Material for this exercise:
________________________

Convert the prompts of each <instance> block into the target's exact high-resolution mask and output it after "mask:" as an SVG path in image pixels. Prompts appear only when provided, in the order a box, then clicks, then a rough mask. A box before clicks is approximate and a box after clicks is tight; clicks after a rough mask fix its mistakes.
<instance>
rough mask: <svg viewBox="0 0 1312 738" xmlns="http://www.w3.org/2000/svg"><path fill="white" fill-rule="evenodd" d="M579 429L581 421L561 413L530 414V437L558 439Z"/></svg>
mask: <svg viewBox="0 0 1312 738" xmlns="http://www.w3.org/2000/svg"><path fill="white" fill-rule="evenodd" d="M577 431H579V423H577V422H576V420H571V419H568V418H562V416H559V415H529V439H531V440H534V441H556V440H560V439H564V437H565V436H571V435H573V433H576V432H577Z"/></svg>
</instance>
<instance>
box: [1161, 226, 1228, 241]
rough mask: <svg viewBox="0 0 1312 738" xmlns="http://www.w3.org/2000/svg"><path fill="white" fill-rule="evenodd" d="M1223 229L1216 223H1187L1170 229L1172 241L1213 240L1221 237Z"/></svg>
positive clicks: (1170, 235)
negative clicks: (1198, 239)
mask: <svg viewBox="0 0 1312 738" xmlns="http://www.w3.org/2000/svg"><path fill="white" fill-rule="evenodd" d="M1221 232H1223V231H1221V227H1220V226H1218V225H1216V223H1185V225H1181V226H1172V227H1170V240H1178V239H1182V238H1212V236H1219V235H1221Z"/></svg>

________________________

Work to be completed:
Print out all of the data above word for word.

Result of this exercise:
Convert the prompts of each <instance> block into the target's exact high-resolution mask and output it after "mask:" as an SVG path in image pixels. Prompts appear only when provided, in the order a box, then clicks, then a rough mask. A box before clicks is approximate and a box after clicks is tight; clicks after a rough mask fix its mistakes.
<instance>
rough mask: <svg viewBox="0 0 1312 738" xmlns="http://www.w3.org/2000/svg"><path fill="white" fill-rule="evenodd" d="M579 429L581 421L561 413L530 414V437L558 439Z"/></svg>
mask: <svg viewBox="0 0 1312 738" xmlns="http://www.w3.org/2000/svg"><path fill="white" fill-rule="evenodd" d="M577 431H579V423H577V422H576V420H571V419H568V418H562V416H559V415H529V439H531V440H534V441H556V440H560V439H564V437H565V436H571V435H573V433H576V432H577Z"/></svg>
</instance>
<instance>
box: [1161, 226, 1228, 241]
rough mask: <svg viewBox="0 0 1312 738" xmlns="http://www.w3.org/2000/svg"><path fill="white" fill-rule="evenodd" d="M1223 229L1216 223H1187L1170 229L1172 241L1213 240L1221 237Z"/></svg>
positive clicks: (1170, 235)
negative clicks: (1198, 239)
mask: <svg viewBox="0 0 1312 738" xmlns="http://www.w3.org/2000/svg"><path fill="white" fill-rule="evenodd" d="M1221 232H1223V231H1221V227H1220V226H1218V225H1216V223H1185V225H1181V226H1172V227H1170V240H1178V239H1182V238H1212V236H1219V235H1221Z"/></svg>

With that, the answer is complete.